• _Dataset excerpt_:
• • • • •
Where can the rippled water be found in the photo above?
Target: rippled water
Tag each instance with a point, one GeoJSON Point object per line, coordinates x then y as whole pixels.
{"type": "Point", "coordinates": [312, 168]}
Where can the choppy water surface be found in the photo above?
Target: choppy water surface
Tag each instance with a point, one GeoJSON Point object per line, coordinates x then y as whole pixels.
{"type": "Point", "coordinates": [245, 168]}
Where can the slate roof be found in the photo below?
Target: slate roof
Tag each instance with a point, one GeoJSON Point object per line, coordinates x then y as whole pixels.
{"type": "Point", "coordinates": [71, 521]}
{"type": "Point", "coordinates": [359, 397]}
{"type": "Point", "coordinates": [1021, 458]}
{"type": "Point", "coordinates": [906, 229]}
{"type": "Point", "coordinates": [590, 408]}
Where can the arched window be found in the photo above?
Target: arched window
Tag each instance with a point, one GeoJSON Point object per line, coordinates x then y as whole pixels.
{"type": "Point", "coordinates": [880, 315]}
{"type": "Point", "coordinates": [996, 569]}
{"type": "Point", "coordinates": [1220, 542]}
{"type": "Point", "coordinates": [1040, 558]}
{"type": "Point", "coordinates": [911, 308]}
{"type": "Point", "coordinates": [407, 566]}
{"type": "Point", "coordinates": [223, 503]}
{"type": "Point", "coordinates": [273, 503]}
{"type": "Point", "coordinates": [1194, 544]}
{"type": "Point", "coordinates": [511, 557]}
• • • • •
• _TASK PROMPT_:
Every entry should be printed again exactly as it stands.

• _FULL OUTPUT_:
Where can the rippled water be found in the photo above?
Target: rippled water
Tag each instance with a point, one GeoJSON Point object per line, coordinates x then y as whole pixels.
{"type": "Point", "coordinates": [312, 168]}
Where can the choppy water surface be found in the photo above?
Target: choppy water surface
Tag each instance with a point, one GeoJSON Point object per line, coordinates x then y as whole pixels.
{"type": "Point", "coordinates": [245, 168]}
Where can the slate roof be found in the photo below?
Target: slate roof
Tag each instance with a point, one GeoJSON Point object per line, coordinates x then y as whole pixels.
{"type": "Point", "coordinates": [71, 521]}
{"type": "Point", "coordinates": [359, 397]}
{"type": "Point", "coordinates": [1021, 458]}
{"type": "Point", "coordinates": [906, 229]}
{"type": "Point", "coordinates": [590, 408]}
Where can the arched window be found in the photo above?
Target: arched window
Tag each instance with a point, one GeoJSON Point object per line, coordinates x then y as whole pixels.
{"type": "Point", "coordinates": [880, 315]}
{"type": "Point", "coordinates": [996, 569]}
{"type": "Point", "coordinates": [1220, 542]}
{"type": "Point", "coordinates": [1040, 558]}
{"type": "Point", "coordinates": [911, 308]}
{"type": "Point", "coordinates": [407, 566]}
{"type": "Point", "coordinates": [223, 503]}
{"type": "Point", "coordinates": [273, 503]}
{"type": "Point", "coordinates": [1194, 544]}
{"type": "Point", "coordinates": [511, 557]}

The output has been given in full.